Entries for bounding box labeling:

=====

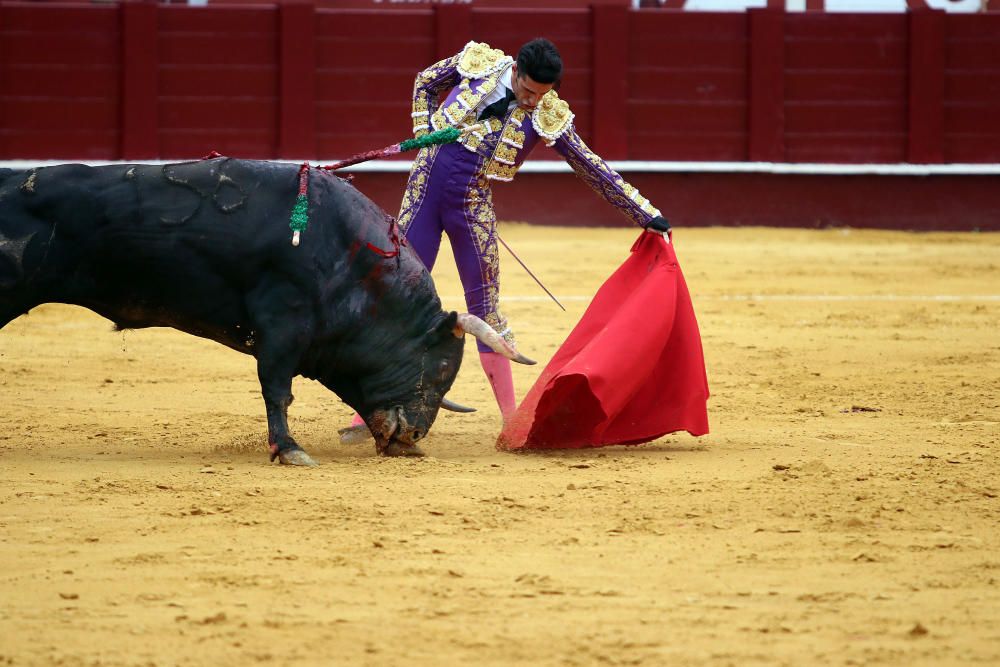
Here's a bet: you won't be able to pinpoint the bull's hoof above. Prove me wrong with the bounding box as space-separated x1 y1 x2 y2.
278 449 319 467
379 442 424 456
337 424 372 445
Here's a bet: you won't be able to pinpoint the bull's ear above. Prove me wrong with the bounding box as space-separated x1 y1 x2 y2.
431 311 465 338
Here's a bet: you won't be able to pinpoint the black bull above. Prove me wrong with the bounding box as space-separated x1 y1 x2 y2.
0 158 527 465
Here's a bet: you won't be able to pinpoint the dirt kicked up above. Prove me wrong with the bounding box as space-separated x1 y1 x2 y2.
0 225 1000 666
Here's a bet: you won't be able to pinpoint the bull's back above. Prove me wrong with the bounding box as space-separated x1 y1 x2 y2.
0 159 295 344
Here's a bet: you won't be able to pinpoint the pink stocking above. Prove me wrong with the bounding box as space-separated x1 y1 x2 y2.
479 352 517 421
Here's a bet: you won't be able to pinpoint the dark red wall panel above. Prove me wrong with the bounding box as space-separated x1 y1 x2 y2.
157 6 279 158
0 0 1000 163
627 12 747 161
943 14 1000 162
785 13 909 163
0 4 121 160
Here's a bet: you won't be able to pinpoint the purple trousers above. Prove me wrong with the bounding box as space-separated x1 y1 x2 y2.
399 144 514 352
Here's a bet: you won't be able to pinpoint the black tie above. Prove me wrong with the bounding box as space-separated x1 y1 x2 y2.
479 88 515 120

=====

Every entry above should be duplicated exactly. Do not include the images.

Here's a bet: you won't be able to pinpoint the bull's hoof above. Prove me wrong with the bounding box as space-separated x1 y1 x2 y2.
278 449 319 467
379 442 424 456
337 424 372 445
Here's a bet: you won't be able to pinpoint the bull's ear above. Prove me wrong with the bounding box as space-separated x1 y1 x2 y2.
431 311 465 338
Here's a bet: you won't be able to pinpoint the black bull above. Prove me wrong with the bounding box as space-separated x1 y1 x2 y2.
0 158 527 465
Here's a bet: you won't be able to pinpoint the dirt kicked up above. Prove me wrong with the bounding box as space-separated x1 y1 x2 y2.
0 225 1000 666
Here's a bet: you won't be able to pinpoint the bull's back above. Prove me wrong with the bounding box as space-separated x1 y1 x2 y2.
0 159 295 344
Here's a bet: you won't be able to pinpoint the pink stocking above. Prove me wrong with the bounding box as space-separated x1 y1 x2 y2.
479 352 517 421
Here's a bet: you won't be able to pinpoint the dark red wall panel above. Prove me wrong with the bounding box as space-separated x1 y1 x2 y2.
157 6 279 158
0 0 1000 163
627 12 747 161
943 14 1000 162
785 13 909 163
0 4 121 160
Here's a bet: you won't be able to pinpoint the purple trousers above. Prove me wrong with the bounding box as space-separated x1 y1 x2 y2.
399 144 514 352
Here's a bet: you won't be able to pinpoint the black tie above. Prove me wrong with the bounding box as space-separated x1 y1 x2 y2.
479 88 515 120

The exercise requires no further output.